#### Excerpt to read

- - - -

Distributes storage system (HDFS) - Explained in depth

Distributed system 
- group of machines 
- one machine work as master node/machine
- other machines will work as slaves
- physical thing

HDFS - store and manage the data on distributed system
1. NameNode process/program — it runs on master node — Primary NameNode
- Stores the metadata - data/information about the actual data
- Knows what is kept where
- It helps us to manage and track the directories, flies present on the data nodes
- fs-imges —> file stored on the namenode, contains the directory structure of the data stored inside HDFS (data nodes)
- edit-logs —> transactions log file —> stored the logs of transactions happening — addition of new data file, deletion of files, updates

2. DataNode process/program — runs on the slaves nodes/machines — DataNodes
- It store the actual data

 

How data is stored in HDFS?
If you store a file (10GB) on HDFS —> first HDFS will divide that file into smaller chunks — blocks (128MB). Then these blocks of data will be stored on the data nodes

1GB — 8 blocks (block size 128MB)
10GB — 80 blocks

customer.csv - 600MB — block size (128MB)
HDFS —> 5 blocks 
b1 - 128MB,
b2 - 128MB,
b3 - 128MB,
b4 - 128MB,
b5 - 88MB

Data done 1 –> Home/data/datanode/cusomer_block1.csv - 128MB
Metadata table —> fs-image


Main point of contact — Primary NameNode
If Primary NameNode fails then what will happen — SPOF — single point of failure
Secondary nameNode will take over the Primary namenode is case of failure — standby nodes

Checkpointing
- it is a process of merging the old fs-image and edit logs
- updated fs-image will be created


Secondary namenode helping is two ways
It helps in checkpointing —> keep updating the fs-image using the edit-logs
In case of failure it will take over the primary namenode

Fault tolerance in HDFS
HDFS maintains 3 replicas/copies of each block on different data nodes.

- - - -

#### Extracted entries
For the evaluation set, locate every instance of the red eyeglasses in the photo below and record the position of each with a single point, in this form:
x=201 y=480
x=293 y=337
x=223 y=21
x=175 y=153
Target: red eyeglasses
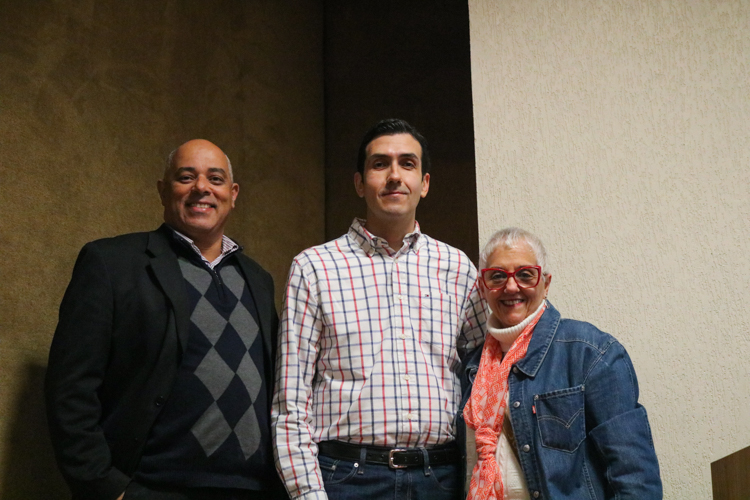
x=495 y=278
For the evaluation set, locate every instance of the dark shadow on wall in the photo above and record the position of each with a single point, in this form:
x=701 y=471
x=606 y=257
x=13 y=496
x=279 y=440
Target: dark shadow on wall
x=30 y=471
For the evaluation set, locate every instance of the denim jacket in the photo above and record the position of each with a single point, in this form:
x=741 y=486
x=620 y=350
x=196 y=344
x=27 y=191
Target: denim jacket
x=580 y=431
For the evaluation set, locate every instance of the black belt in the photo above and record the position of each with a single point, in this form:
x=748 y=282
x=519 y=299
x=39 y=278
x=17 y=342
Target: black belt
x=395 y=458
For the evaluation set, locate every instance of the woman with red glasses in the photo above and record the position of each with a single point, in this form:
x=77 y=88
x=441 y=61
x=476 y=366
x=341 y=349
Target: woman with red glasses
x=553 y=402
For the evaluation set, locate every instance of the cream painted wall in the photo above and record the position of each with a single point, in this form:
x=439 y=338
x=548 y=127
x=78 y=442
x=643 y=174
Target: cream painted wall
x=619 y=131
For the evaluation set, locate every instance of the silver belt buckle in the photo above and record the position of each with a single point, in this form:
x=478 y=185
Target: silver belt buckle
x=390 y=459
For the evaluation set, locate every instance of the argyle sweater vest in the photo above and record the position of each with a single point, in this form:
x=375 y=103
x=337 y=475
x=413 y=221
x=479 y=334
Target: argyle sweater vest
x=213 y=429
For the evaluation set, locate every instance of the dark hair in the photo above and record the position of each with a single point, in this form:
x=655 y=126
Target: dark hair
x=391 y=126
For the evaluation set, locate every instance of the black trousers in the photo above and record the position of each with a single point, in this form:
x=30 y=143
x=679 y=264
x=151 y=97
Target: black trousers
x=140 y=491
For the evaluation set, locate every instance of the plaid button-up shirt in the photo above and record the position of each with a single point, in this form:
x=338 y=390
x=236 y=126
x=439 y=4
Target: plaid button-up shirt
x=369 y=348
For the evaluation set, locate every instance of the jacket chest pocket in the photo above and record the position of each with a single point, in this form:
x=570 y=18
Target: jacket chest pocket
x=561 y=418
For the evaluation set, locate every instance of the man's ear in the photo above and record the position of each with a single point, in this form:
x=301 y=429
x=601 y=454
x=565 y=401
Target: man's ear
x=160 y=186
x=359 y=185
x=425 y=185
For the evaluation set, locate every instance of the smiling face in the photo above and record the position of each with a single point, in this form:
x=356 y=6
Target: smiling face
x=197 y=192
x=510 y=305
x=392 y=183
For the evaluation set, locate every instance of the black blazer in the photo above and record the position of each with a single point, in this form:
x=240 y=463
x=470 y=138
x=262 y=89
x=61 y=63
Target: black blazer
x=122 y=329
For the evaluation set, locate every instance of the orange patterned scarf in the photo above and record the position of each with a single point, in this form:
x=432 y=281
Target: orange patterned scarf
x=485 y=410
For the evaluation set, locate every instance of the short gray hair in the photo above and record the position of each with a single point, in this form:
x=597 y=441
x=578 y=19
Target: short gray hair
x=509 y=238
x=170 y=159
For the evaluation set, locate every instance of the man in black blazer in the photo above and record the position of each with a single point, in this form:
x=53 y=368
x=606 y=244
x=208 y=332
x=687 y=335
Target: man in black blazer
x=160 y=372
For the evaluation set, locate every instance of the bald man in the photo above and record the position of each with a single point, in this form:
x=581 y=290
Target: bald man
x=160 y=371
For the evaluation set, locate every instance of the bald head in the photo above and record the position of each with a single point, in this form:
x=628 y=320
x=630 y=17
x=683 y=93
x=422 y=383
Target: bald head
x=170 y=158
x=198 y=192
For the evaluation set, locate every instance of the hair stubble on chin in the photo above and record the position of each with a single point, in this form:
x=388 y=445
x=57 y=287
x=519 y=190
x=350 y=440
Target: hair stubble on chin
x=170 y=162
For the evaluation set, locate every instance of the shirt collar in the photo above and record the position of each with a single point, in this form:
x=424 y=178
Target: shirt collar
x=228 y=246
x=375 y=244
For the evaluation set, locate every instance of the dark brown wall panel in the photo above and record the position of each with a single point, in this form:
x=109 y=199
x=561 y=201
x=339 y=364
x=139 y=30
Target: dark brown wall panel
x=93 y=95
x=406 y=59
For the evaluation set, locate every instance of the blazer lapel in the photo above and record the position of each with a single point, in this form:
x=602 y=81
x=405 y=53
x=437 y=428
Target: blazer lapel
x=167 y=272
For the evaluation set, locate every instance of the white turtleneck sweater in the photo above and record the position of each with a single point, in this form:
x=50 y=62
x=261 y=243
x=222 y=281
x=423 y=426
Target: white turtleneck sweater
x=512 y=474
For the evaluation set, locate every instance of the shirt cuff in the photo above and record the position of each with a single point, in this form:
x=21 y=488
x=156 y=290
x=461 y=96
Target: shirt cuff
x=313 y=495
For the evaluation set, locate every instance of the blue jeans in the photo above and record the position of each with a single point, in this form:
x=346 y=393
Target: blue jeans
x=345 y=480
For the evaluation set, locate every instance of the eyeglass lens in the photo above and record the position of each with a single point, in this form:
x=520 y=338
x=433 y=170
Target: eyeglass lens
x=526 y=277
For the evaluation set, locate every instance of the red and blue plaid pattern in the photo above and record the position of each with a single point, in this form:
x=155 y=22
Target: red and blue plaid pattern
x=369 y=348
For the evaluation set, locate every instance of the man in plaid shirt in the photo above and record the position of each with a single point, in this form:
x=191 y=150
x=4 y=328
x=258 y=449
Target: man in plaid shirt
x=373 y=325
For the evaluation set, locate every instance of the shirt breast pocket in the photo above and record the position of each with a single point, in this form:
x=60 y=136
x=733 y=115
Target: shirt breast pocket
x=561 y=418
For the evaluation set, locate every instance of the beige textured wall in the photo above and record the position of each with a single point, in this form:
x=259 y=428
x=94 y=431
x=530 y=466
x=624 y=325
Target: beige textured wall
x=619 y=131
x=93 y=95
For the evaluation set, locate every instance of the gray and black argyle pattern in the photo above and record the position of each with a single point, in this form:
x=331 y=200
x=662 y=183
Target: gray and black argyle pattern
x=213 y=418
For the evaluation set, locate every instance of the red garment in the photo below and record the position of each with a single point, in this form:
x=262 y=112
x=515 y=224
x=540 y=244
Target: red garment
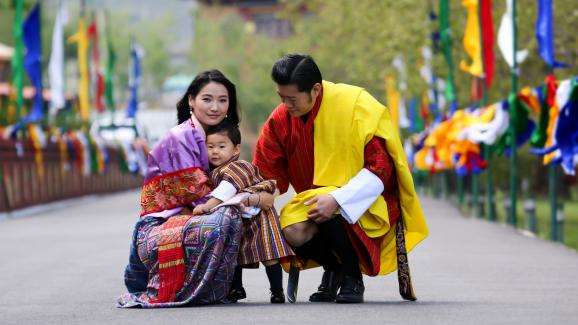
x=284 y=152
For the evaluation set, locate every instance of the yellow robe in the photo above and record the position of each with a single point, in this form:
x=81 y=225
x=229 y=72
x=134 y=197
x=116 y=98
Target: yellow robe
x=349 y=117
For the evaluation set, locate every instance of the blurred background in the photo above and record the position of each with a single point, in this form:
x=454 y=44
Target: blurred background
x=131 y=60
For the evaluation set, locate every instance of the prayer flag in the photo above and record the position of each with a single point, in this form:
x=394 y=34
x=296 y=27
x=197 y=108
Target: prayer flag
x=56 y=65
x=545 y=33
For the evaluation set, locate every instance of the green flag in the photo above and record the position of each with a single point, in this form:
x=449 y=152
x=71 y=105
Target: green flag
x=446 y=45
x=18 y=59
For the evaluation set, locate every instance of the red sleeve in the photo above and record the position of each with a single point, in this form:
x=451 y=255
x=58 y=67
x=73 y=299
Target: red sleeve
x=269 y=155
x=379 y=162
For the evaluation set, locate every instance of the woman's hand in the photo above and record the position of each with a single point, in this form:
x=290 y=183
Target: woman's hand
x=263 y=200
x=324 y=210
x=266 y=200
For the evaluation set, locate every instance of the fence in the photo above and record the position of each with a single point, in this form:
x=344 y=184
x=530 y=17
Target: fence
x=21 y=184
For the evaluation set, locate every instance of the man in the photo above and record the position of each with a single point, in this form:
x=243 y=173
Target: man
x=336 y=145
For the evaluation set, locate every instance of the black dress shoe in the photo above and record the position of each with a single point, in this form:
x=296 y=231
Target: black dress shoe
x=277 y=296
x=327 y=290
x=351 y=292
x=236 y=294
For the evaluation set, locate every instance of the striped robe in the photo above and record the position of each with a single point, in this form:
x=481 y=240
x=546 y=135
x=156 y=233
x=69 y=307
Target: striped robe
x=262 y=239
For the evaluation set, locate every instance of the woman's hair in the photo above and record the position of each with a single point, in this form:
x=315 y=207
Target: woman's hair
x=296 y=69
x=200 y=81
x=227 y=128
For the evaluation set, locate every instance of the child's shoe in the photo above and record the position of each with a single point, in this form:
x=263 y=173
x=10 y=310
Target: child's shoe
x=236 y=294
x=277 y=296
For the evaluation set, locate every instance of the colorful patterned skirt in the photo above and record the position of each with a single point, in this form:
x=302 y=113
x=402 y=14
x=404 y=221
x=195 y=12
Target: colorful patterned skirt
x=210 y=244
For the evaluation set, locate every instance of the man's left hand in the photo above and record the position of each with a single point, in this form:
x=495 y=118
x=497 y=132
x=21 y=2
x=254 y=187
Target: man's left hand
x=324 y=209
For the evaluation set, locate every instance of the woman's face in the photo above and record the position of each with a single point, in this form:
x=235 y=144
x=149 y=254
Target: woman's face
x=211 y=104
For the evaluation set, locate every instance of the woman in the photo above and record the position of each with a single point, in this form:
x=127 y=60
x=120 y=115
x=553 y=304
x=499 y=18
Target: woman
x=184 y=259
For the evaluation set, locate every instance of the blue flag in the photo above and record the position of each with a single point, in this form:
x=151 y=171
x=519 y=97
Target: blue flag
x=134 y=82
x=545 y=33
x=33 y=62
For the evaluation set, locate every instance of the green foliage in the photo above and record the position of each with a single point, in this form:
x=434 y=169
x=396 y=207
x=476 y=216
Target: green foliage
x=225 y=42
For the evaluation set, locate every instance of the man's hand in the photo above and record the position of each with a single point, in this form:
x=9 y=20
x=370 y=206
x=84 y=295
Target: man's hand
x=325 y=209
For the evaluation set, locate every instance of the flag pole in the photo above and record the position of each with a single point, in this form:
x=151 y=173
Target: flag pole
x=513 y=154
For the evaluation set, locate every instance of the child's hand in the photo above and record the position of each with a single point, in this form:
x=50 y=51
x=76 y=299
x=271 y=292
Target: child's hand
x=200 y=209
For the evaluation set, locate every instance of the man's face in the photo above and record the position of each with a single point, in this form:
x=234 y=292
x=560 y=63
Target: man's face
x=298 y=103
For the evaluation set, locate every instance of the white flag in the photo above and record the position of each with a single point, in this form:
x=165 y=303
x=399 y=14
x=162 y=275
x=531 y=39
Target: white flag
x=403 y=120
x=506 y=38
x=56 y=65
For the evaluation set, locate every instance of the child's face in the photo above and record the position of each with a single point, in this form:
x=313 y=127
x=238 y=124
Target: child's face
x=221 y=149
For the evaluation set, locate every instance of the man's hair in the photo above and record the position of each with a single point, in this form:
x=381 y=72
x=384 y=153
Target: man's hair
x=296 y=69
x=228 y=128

- - - -

#### Stated problem
Write down everything in the HDFS notes above from "How data is" down to "block size (128MB)", word for word.

#### Full response
How data is stored in HDFS?
If you store a file (10GB) on HDFS —> first HDFS will divide that file into smaller chunks — blocks (128MB). Then these blocks of data will be stored on the data nodes

1GB — 8 blocks (block size 128MB)
10GB — 80 blocks

customer.csv - 600MB — block size (128MB)